Print every entry below word for word, but leave out the pictures.

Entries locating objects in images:
┄┄┄┄┄┄┄┄┄┄
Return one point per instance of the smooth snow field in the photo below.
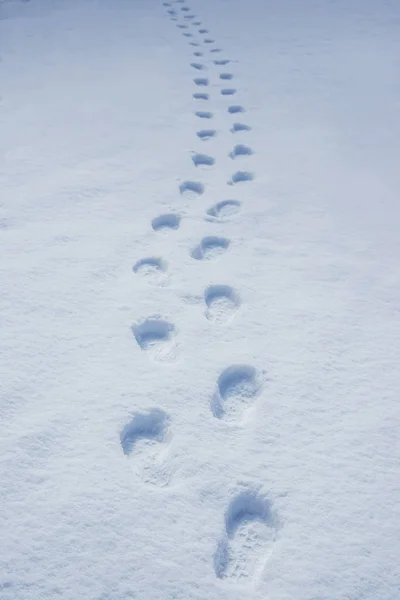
(200, 300)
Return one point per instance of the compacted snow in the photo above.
(200, 326)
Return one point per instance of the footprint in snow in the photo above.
(156, 337)
(236, 127)
(206, 134)
(237, 388)
(240, 177)
(145, 440)
(202, 160)
(152, 269)
(223, 210)
(201, 81)
(241, 150)
(251, 528)
(167, 221)
(210, 247)
(222, 303)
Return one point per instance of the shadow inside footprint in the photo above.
(237, 386)
(206, 134)
(167, 221)
(210, 247)
(251, 528)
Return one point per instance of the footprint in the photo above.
(167, 221)
(197, 66)
(201, 81)
(241, 176)
(206, 134)
(203, 114)
(251, 529)
(222, 302)
(202, 159)
(235, 108)
(191, 186)
(223, 210)
(152, 268)
(210, 248)
(157, 337)
(237, 387)
(241, 150)
(145, 441)
(236, 127)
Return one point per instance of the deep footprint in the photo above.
(203, 114)
(156, 336)
(240, 177)
(201, 81)
(152, 268)
(202, 159)
(200, 96)
(206, 134)
(236, 127)
(241, 150)
(167, 221)
(223, 210)
(237, 387)
(222, 302)
(236, 108)
(191, 186)
(250, 531)
(144, 439)
(210, 247)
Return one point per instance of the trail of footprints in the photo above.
(250, 524)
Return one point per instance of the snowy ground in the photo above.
(200, 398)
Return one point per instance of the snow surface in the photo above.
(200, 334)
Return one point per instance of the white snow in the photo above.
(200, 325)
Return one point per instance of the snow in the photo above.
(200, 331)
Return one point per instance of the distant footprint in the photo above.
(251, 529)
(223, 210)
(206, 134)
(167, 221)
(236, 127)
(210, 247)
(200, 96)
(156, 337)
(201, 81)
(204, 114)
(191, 186)
(152, 269)
(145, 441)
(237, 387)
(197, 66)
(222, 302)
(241, 150)
(241, 176)
(235, 108)
(202, 159)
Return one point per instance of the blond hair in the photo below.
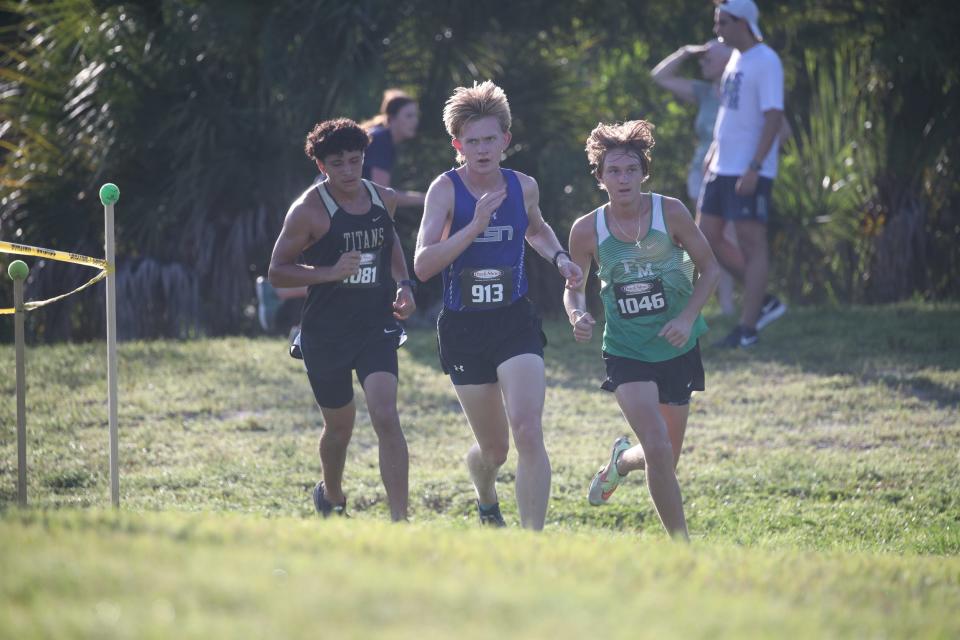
┄┄┄┄┄┄┄┄┄┄
COMPLETED TASK:
Return one point per instance of the smooth snow field in the photo below.
(200, 300)
Return one point per instance of the compacted snow in the photo above.
(200, 326)
Return one point per instance of the footprint in snow in the photo above.
(156, 337)
(236, 127)
(206, 134)
(237, 388)
(240, 177)
(145, 440)
(202, 160)
(152, 269)
(223, 210)
(201, 81)
(241, 150)
(251, 528)
(167, 221)
(210, 247)
(222, 303)
Return one point per instance of the shadow inside footprint in the photo above.
(237, 386)
(206, 134)
(167, 221)
(210, 247)
(251, 528)
Return one point per instance of the footprint in the photo above.
(167, 221)
(197, 66)
(201, 81)
(241, 176)
(206, 134)
(203, 114)
(251, 529)
(222, 302)
(202, 159)
(235, 108)
(191, 186)
(223, 210)
(152, 268)
(210, 248)
(157, 337)
(237, 387)
(241, 150)
(145, 441)
(236, 127)
Return one point per instance of the deep footprint in the photo above.
(203, 114)
(156, 336)
(240, 177)
(201, 81)
(152, 268)
(202, 159)
(200, 96)
(206, 134)
(236, 127)
(241, 150)
(167, 221)
(223, 210)
(237, 387)
(222, 302)
(236, 108)
(191, 186)
(250, 531)
(144, 439)
(210, 247)
Return one point per instance of the trail of footprints in the photo above.
(250, 524)
Return one point per instance of the snowy ground in the photo above.
(200, 398)
Return one point per instance of the snow surface in the photo above.
(200, 334)
Return one point per instance of the white snow in the photo above.
(200, 325)
Return one point per instance of the snow in the photo above.
(200, 331)
Return one point per instance of the distant footprint in the photo above.
(251, 529)
(223, 210)
(206, 134)
(167, 221)
(236, 127)
(210, 247)
(200, 96)
(156, 337)
(201, 81)
(204, 114)
(191, 186)
(152, 269)
(145, 441)
(237, 387)
(197, 66)
(222, 302)
(241, 150)
(241, 176)
(235, 108)
(202, 159)
Return one point per instance of the blond hair in the photo below.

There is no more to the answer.